[Entries pointing to labeled objects]
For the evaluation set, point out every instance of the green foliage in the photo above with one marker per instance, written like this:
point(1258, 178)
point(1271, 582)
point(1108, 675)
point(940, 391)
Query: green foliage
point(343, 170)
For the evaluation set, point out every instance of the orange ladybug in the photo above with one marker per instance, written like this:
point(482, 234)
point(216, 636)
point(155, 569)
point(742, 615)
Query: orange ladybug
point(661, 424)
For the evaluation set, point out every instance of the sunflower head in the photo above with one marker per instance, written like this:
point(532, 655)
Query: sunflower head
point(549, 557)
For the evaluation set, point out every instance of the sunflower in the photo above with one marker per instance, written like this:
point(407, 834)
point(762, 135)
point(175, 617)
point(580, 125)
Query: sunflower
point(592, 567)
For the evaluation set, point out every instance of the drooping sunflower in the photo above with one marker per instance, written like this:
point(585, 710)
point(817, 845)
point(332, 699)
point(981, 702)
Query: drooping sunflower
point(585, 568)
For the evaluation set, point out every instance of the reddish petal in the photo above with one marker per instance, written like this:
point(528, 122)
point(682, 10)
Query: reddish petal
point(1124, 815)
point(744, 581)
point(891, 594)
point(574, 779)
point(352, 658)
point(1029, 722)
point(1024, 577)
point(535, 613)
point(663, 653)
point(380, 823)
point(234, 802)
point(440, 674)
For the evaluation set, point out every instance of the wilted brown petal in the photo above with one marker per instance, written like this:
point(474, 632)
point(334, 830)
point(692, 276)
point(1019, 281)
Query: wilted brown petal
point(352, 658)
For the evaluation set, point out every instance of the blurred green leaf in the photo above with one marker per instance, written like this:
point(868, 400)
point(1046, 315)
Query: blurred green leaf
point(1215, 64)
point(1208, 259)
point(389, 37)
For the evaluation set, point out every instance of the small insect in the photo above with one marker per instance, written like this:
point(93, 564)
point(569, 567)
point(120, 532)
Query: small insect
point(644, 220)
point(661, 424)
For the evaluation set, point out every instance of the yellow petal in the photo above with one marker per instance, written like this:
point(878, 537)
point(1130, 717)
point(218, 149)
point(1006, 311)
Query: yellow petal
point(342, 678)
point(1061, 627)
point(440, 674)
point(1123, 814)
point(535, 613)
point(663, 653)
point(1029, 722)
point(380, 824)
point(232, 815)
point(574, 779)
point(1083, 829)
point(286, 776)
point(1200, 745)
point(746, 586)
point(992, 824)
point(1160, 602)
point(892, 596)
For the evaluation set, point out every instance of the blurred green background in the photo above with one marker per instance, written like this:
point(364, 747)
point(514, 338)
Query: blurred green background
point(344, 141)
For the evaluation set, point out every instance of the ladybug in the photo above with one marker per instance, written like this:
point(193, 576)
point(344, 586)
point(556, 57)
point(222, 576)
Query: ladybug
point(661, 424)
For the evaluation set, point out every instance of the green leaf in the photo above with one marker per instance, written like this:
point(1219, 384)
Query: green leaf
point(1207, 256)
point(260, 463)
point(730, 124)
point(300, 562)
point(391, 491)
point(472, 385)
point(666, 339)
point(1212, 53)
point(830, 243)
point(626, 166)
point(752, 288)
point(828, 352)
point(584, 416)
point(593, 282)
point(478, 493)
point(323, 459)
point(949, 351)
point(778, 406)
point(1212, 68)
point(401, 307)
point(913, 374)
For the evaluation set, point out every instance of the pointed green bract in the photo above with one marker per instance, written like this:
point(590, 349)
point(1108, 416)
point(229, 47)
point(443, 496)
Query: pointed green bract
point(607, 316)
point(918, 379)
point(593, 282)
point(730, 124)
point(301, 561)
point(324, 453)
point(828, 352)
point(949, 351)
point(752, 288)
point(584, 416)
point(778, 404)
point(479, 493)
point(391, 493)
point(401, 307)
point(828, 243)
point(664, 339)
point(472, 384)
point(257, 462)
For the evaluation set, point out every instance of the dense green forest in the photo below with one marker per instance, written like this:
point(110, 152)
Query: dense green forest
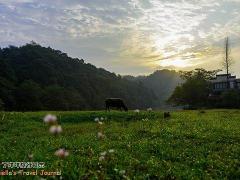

§ Given request
Output the lines from the line with "For the evaluation set, point out every instance of the dense" through the end of the records as a Markdown table with the columns Row and Text, omitting blank lines and any pictures.

§ Exercise response
| Row | Text |
|---|---|
| 1 | For the evaluation set, point out every instance of the dense green forest in the photo below with one marker per instance, written like this: |
| 2 | point(110, 152) |
| 3 | Query: dense green forest |